Task prompt
Print the data that follows word for word, leaving out any picture.

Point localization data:
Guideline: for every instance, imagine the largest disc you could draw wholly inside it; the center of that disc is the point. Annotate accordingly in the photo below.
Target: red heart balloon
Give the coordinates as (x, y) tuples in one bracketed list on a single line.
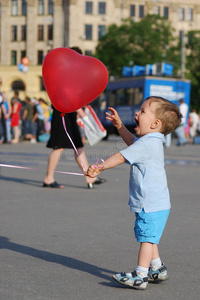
[(72, 80)]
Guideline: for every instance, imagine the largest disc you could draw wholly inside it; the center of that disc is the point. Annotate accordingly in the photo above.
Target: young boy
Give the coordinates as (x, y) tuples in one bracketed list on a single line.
[(149, 195)]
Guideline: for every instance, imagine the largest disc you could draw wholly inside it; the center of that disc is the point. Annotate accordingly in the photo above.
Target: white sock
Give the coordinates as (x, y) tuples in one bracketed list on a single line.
[(156, 263), (141, 271)]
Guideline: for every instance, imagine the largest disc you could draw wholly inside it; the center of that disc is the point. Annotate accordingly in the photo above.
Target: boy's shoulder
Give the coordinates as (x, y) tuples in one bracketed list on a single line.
[(154, 135)]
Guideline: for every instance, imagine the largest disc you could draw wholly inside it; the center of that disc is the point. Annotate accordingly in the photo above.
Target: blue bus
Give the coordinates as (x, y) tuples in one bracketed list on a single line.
[(127, 94)]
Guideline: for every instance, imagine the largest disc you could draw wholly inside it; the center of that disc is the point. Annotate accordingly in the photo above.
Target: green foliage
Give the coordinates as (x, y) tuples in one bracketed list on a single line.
[(146, 42)]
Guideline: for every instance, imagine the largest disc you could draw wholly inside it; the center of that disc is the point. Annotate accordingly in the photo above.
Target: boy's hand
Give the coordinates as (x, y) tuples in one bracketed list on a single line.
[(114, 118), (93, 171)]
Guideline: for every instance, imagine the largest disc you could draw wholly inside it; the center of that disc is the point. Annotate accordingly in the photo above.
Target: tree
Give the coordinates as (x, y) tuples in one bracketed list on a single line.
[(146, 42)]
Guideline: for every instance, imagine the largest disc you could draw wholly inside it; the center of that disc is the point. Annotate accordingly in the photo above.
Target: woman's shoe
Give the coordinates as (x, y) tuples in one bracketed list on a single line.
[(53, 185), (99, 180), (90, 186)]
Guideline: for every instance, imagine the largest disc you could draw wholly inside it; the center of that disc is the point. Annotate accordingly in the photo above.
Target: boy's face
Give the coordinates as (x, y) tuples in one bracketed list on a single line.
[(145, 118)]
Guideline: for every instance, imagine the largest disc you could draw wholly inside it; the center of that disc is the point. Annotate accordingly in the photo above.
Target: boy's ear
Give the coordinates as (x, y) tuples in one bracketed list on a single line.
[(156, 124)]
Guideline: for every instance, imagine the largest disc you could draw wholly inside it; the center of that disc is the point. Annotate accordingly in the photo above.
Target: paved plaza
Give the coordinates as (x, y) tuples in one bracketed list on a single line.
[(67, 244)]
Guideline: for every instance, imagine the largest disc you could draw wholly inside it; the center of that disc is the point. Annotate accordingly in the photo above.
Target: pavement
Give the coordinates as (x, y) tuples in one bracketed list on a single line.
[(67, 244)]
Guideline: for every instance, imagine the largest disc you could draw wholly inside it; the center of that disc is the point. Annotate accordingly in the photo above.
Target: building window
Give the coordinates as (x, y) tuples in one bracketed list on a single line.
[(14, 33), (141, 11), (102, 8), (166, 12), (50, 32), (88, 7), (14, 7), (23, 54), (101, 31), (189, 14), (40, 7), (88, 52), (24, 8), (132, 10), (181, 14), (23, 28), (50, 7), (156, 10), (88, 32), (40, 32), (40, 57), (13, 58)]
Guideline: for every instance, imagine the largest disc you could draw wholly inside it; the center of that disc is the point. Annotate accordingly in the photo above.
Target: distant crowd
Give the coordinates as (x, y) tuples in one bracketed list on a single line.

Exercise output
Guideline: for every instance, imagine the largest disc you could draw wholly inside it; the center of that disc is the point. Annotate accordingly in the photo below.
Target: red heart balloon
Give the coordinates as (x, y) tuples in one bracketed list on a single line.
[(72, 80)]
Guideline: for every instance, imagine the largest disc you could draw wholly inside it; the center of that disc is the point. Annotate accordingly in the photo above.
Target: young boy
Give the coordinates as (x, y) tuples in one bracketed list on a single line.
[(149, 195)]
Guideline: for every instance, imagine the largest disc you could draw wholly inside it; the center of that disc is the point. Annotate accordingly in the photo above.
Target: white sock
Give the coordinates as (x, y) tuples in one bracketed list on a single line.
[(156, 263), (141, 271)]
Guideline: for every instance, imagine the largest disc you could draw wholly inside it; the center of that disc is the point. Annotate accordingly in the photo above.
Target: boy's shoulder
Give the coordinates as (x, y) tuples in one bracketed list on a single line.
[(154, 135)]
Guideline: for every instance, imagine the largest disc you could draw wholly inside it; the center of that disc is the point. Annotate accordingly in the photo above.
Target: blue bus
Give the coordinates as (x, y) tuples in one bracketed list on a single line.
[(127, 94)]
Guideline: for every instance, imagine the largest disc you could draw wholly inside it; the center of that disc is the point. Annotate accordingly in the photo above.
Target: green foliage
Give the coordinates as (x, y) tuples in one bracketed list on a single line.
[(146, 42)]
Guideline: for every instance, imagine the largest disc you could draw wholly inside it; the center of that disc is the point. Annotate accordingly in the photo above.
Target: boy's hand
Give the coordinates as (x, y) tuples in one bracketed list on a single line.
[(114, 118), (93, 171)]
Guideline: for every instance, imagine the largest disc you could draw wholly inside it; the center of that disc is the point. Annotate accordingly in the photo above.
Target: tree
Give the coordinates as (x, y) tuples in one bracketed list on a single line.
[(146, 42)]
Guideline: for every instance, imagine the largest disc you could draw wholly inside it; the center of that disc is the point. Annotate accordingly in the photo above.
Target: woman's shoe
Give the coordinates as (x, y) tuples in one bracketed list on a single line.
[(53, 185), (99, 180), (90, 186)]
Guideline: for every instance, imagine the largest disc you could draw wholly inside it; the center of that disc is the point. Annotate accordingly in the photo above.
Target: boy's face
Give the coordinates as (x, y) tuples in one bracketed list on a single line.
[(145, 118)]
Guideline: for every instance, imagine the largest disc you could draw wholly inside it; the center of that disc is the point. Annotate accordingly in the photo above.
Target: boy's ear
Give the coordinates as (x, y) tuples in one bracketed list on a single line.
[(156, 124)]
Guideline: for every instance, imagine the largest disc you could draw wholly inside it; the center of that disc is the point. Annotate accordingly in the photo above.
Target: paved plaza
Give the coordinates as (x, y) tuples in one bracketed list on a single line.
[(67, 244)]
Guideline: for every instance, imagine the largest disc you could draw wholly inside it; the center of that disc is the point. Annotate accordingly in the photo above.
Target: pavement
Give the coordinates as (x, y) tuples in one bracketed list on a single line.
[(67, 244)]
Guideline: for every instance, imagine the largest disc you could draw wholly inside it; the center of that disc is the point. Annotate accordingly in the photo above.
Target: building window
Give the coordinates as (x, y) tuples in one bracketed list on a single line.
[(14, 33), (141, 11), (102, 8), (166, 12), (50, 32), (88, 7), (14, 7), (23, 54), (101, 31), (189, 14), (40, 7), (88, 52), (24, 8), (132, 10), (181, 14), (23, 28), (50, 7), (156, 10), (88, 32), (40, 32), (40, 57), (13, 58)]
Guideline: for every instance, imagine the largest disc you could draw wholly inside it; the center of that disc is the point. Annotate accordingly in the photo above.
Target: distant crowd
Give the coordinates as (x, y) tuples in one bracketed list on a single line.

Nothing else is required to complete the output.